◆ PROBLEM TO SOLVE ◆
Which of the lines below hold "stem"? Please return each one.

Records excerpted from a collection
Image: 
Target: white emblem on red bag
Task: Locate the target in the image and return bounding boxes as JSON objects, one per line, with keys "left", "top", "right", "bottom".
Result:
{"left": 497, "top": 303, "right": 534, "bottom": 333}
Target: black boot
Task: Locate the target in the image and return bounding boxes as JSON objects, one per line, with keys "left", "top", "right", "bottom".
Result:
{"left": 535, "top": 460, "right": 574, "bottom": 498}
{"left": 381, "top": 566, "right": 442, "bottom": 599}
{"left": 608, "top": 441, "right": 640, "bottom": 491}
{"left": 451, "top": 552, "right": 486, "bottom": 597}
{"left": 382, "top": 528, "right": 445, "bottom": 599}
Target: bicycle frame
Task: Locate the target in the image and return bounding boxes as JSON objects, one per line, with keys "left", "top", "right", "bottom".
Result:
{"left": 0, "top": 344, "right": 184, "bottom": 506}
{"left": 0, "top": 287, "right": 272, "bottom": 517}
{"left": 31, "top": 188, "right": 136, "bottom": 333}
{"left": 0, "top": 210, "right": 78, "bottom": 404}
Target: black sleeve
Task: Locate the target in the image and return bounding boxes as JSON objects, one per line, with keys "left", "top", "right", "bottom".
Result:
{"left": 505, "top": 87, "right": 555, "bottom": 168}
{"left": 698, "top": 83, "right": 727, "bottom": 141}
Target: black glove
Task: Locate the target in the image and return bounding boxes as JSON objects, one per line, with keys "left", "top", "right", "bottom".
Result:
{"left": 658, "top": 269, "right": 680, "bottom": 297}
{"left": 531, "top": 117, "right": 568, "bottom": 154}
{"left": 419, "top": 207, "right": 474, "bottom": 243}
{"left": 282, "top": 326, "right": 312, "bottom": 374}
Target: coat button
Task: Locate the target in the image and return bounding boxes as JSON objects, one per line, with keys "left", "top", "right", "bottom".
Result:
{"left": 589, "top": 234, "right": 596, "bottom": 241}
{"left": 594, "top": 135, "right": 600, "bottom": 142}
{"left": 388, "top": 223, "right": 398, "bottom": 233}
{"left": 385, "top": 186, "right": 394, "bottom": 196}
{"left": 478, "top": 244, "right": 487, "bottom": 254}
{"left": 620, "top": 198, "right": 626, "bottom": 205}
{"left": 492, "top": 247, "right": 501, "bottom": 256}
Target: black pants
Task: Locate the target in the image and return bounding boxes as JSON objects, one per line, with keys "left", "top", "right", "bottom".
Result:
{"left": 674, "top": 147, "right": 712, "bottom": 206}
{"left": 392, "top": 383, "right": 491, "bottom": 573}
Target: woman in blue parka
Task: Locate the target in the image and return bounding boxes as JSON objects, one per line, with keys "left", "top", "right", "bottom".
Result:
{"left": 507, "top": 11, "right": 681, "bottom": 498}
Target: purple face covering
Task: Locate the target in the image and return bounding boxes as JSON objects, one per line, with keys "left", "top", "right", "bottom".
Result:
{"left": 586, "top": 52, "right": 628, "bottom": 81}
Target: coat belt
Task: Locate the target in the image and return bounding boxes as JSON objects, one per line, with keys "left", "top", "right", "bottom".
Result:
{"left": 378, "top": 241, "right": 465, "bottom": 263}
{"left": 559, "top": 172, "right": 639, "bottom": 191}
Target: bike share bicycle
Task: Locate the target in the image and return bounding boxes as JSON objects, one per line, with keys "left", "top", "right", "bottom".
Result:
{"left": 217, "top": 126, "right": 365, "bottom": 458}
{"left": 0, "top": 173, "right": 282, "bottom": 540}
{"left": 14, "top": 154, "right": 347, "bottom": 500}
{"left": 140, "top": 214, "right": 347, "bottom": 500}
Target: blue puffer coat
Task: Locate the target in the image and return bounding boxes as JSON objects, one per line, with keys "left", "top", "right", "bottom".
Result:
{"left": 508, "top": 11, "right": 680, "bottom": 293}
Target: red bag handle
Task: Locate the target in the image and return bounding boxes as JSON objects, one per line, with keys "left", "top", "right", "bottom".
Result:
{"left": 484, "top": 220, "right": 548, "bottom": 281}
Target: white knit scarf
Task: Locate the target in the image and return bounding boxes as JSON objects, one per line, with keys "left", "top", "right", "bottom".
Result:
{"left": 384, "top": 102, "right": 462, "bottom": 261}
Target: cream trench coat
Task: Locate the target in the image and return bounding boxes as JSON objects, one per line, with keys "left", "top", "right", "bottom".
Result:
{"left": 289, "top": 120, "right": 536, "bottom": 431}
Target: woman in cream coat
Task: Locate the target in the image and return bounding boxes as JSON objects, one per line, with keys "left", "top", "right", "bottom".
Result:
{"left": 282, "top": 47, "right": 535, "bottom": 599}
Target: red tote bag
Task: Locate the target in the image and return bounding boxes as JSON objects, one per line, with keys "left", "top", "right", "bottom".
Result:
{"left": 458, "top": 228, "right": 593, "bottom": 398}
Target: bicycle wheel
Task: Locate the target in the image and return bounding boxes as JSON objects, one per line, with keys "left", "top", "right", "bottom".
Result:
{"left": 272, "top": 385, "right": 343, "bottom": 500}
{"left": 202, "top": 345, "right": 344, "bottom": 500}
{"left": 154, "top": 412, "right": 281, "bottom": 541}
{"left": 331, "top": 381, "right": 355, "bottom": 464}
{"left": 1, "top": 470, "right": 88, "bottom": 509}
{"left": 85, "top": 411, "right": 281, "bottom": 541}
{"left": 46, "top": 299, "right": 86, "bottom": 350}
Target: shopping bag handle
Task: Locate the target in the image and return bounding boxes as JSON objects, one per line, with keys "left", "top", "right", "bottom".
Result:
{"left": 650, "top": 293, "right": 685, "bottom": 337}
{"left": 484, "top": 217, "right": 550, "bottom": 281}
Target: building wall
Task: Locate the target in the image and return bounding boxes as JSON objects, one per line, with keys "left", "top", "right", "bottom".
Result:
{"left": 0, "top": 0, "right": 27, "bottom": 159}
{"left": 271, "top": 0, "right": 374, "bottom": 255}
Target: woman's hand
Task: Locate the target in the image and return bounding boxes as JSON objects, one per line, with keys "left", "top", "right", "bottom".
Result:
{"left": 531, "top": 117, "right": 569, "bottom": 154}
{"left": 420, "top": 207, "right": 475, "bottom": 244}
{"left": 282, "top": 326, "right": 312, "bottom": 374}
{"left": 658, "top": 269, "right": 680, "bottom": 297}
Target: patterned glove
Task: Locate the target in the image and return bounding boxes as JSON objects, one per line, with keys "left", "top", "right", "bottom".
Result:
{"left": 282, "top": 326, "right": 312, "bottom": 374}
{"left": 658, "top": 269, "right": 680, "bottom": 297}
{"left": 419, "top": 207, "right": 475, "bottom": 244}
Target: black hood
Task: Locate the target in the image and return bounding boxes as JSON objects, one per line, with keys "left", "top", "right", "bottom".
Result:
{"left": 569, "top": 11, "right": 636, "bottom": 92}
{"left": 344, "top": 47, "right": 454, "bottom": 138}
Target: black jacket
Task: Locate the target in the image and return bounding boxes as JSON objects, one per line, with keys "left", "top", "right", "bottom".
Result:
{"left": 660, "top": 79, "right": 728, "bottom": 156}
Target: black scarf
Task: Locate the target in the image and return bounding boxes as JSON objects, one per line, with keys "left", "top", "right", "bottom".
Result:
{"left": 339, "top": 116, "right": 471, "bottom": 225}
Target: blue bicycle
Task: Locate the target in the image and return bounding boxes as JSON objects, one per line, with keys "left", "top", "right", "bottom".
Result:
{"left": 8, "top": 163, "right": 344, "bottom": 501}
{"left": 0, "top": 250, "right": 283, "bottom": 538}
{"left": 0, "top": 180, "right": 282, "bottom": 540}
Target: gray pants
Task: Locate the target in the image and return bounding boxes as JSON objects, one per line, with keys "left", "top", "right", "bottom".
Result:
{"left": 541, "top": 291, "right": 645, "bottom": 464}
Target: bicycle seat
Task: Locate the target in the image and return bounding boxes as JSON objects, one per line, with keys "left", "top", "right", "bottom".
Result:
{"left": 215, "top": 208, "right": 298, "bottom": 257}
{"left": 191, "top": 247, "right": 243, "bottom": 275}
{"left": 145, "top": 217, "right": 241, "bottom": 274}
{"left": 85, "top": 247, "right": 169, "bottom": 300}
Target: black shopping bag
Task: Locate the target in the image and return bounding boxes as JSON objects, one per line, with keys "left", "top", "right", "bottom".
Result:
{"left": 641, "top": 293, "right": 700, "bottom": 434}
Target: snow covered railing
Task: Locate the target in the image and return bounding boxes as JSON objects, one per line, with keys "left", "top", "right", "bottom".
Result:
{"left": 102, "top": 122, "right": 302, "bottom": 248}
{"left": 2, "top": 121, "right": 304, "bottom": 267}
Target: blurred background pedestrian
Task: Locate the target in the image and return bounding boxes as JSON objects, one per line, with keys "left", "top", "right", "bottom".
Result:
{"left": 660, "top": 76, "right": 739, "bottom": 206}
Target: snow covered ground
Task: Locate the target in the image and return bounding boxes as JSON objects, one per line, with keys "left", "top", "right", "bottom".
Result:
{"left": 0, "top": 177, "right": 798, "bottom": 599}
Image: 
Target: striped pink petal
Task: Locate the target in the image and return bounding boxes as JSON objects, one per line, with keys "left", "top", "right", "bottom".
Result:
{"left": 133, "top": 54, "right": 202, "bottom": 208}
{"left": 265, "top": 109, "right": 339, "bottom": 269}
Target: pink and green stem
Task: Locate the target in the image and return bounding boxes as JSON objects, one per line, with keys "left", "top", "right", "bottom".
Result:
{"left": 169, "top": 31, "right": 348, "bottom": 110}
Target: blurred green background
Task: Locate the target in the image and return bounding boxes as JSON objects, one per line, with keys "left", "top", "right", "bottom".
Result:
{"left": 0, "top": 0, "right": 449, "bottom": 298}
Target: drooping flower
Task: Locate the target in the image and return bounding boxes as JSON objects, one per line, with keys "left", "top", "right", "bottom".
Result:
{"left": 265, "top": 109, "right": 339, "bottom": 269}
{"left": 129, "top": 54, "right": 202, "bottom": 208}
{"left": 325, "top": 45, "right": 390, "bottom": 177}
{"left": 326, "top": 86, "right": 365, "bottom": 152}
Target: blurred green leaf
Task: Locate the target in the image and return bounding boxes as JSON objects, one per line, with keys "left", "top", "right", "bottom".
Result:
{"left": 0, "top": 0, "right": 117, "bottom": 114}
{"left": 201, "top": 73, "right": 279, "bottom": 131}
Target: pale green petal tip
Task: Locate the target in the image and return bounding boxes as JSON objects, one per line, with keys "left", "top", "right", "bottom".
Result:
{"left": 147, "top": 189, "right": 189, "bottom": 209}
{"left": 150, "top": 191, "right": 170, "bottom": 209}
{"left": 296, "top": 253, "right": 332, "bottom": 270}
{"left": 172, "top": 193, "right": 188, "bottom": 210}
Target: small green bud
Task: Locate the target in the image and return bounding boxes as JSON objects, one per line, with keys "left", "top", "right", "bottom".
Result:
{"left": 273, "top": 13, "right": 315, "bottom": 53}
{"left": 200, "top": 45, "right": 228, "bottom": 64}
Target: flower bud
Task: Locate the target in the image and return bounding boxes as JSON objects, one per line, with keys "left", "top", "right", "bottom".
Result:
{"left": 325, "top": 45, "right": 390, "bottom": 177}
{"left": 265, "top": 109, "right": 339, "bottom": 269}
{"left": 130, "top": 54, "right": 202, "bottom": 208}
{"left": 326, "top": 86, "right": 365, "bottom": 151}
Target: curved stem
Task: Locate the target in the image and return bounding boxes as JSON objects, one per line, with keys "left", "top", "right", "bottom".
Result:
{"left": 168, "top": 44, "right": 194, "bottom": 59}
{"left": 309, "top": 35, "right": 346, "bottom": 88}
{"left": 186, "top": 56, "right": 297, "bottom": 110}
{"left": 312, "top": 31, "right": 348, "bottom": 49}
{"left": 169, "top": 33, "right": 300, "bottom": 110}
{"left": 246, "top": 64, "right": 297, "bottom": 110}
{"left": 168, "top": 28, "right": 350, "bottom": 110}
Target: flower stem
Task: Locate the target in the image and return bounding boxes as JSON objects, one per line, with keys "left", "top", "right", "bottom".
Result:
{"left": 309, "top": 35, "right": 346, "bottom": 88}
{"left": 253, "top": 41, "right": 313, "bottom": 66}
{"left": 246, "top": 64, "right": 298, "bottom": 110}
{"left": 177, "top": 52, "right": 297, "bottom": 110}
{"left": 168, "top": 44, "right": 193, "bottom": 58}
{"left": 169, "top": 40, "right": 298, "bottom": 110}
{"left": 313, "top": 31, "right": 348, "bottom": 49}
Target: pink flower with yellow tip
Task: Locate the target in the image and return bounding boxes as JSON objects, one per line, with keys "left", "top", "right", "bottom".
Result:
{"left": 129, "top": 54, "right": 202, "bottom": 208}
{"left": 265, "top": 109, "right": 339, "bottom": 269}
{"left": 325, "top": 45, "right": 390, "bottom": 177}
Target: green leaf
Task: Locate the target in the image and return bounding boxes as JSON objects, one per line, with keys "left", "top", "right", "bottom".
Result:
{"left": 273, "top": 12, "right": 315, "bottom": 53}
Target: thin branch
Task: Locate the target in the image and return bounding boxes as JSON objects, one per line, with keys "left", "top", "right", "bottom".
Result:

◆ RESULT FOR THIS EXERCISE ◆
Target: pink and green stem
Target: curved stem
Target: flower stem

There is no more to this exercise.